Quando não são tratados, os males psiquiátricos tendem a piorar. As consequências para a vida de um indivíduo não diagnosticado, e que não tenha recebido o acompanhamento adequado, são perigosíssimas e podem envolver, inclusive, o surgimento de outros transtornos. “O risco é de agravamento e de cronicidade. Ou seja, se um dia for tentar tratar, a remissão dos sintomas é mais difícil”, frisa a psicóloga Miria Benincasa.

“São raros os casos que regridem sem tratamento. Quando ocorre na infância, além do transtorno em si, o desenvolvimento fica comprometido”, alerta, a médica.

O problema da falta de tratamento, além da óbvia perda de qualidade de vida para o paciente, é o chamado fator de risco. Segundo Miria Benincasa, um transtorno da infância chamado de “transtorno de conduta” é fator de risco para o “transtorno de personalidade antissocial”. Assim como o déficit de atenção não tratado é fator de risco para uso de substâncias psicoativas, por exemplo.

Alguns diagnósticos, porém, tanto para crianças como para adultos, precisam apenas de acompanhamento e não apresentam mais sintomas tratáveis por anos ou por toda a vida. “Podemos ver isso em alguns graus do espectro autista, no deficit de atenção, nos transtornos ansiosos, nos depressivos etc”, enumera Benincasa.

Para cada fase, um risco

Infância

Chamadas de transtornos do neurodesenvolvimento, as doenças mentais das crianças, como o nome sugere, ocorrem durante os primeiros anos do crescimento.

A investigação é especialmente complicada em pacientes de pouca idade. Os pequenos não passam por testes laboratoriais, apenas por um detalhado exame clínico. Ainda assim, antes dos 18 anos, não é possível confirmar nenhum diagnóstico com absoluta certeza. De acordo com Carlos Guilherme Figueiredo, psiquiatra membro da SBP, as doenças mais comuns nessa fase são as deficiências intelectuais, os transtornos do espectro autista, o transtorno de deficit de atenção com hiperatividade e os transtornos específicos do aprendizado.
+---+
Instruções de trabalho —
**a.** De acordo com o texto sobre transtornos psiquiátricos, o déficit de atenção não tratado é fator de risco para quê?
**b.** Transcreva do texto sobre transtornos psiquiátricos o trecho que começa em "A investigação é" e termina em "específicos do aprendizado.", incluindo essas palavras.
Baseie-se exclusivamente no texto sobre transtornos psiquiátricos.
+---+
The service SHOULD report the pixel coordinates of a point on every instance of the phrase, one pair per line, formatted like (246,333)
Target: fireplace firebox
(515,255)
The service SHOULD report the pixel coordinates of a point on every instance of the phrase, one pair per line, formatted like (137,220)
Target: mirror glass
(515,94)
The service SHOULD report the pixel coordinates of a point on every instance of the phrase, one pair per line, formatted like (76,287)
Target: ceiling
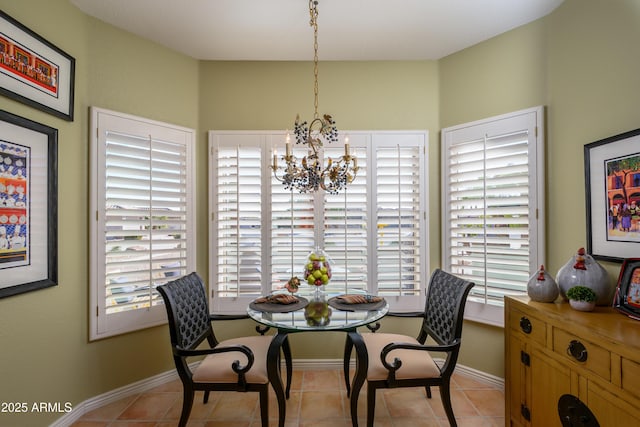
(348,29)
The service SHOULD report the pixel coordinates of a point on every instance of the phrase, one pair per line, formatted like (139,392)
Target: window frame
(103,121)
(362,141)
(493,313)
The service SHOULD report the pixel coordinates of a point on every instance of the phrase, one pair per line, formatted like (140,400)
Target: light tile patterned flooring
(318,399)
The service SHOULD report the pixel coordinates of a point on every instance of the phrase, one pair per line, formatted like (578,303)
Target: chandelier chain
(313,10)
(311,173)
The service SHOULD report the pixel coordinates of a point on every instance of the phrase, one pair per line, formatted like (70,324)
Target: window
(375,231)
(493,205)
(142,193)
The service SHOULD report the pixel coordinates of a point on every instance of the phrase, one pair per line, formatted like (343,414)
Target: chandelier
(310,173)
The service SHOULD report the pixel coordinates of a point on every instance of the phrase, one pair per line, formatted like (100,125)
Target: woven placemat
(269,307)
(335,303)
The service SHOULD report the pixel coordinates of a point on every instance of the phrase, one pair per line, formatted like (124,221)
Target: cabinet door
(517,380)
(549,380)
(609,410)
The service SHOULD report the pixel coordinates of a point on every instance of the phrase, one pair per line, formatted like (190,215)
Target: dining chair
(386,360)
(238,364)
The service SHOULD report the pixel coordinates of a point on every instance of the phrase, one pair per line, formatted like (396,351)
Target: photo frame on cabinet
(28,205)
(34,71)
(627,299)
(612,183)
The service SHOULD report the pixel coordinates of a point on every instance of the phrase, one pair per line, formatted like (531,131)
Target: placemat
(335,303)
(269,307)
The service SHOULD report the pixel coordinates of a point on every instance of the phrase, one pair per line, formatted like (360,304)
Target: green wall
(580,62)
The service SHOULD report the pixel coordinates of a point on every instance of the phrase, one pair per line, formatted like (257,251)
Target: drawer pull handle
(577,350)
(525,325)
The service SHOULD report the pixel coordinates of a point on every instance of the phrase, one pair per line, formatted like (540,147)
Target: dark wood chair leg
(286,349)
(445,396)
(264,406)
(428,389)
(362,366)
(187,403)
(348,347)
(273,373)
(371,405)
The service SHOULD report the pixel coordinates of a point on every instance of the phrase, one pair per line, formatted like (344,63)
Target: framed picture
(627,299)
(28,205)
(34,71)
(612,182)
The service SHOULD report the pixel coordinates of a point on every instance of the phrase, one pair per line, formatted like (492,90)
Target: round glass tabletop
(320,315)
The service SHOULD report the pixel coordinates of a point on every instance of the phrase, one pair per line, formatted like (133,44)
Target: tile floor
(318,399)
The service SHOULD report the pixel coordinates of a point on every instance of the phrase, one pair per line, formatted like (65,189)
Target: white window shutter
(492,192)
(292,224)
(143,233)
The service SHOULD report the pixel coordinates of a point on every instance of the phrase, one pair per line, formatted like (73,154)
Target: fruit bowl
(317,270)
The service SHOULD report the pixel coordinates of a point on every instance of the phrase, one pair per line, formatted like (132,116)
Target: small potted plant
(582,298)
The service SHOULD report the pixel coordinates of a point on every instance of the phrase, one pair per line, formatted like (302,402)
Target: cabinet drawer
(631,376)
(582,353)
(532,327)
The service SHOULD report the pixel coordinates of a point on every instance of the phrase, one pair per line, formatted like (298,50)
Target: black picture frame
(612,185)
(34,71)
(627,298)
(29,203)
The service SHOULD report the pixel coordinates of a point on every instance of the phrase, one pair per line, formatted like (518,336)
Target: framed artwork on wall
(627,299)
(612,182)
(34,71)
(28,205)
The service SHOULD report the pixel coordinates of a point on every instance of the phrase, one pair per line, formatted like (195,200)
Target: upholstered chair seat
+---+
Respostas do exercício —
**a.** Para o uso de substâncias psicoativas.

**b.**
A investigação é especialmente complicada em pacientes de pouca idade. Os pequenos não passam por testes laboratoriais, apenas por um detalhado exame clínico. Ainda assim, antes dos 18 anos, não é possível confirmar nenhum diagnóstico com absoluta certeza. De acordo com Carlos Guilherme Figueiredo, psiquiatra membro da SBP, as doenças mais comuns nessa fase são as deficiências intelectuais, os transtornos do espectro autista, o transtorno de deficit de atenção com hiperatividade e os transtornos específicos do aprendizado.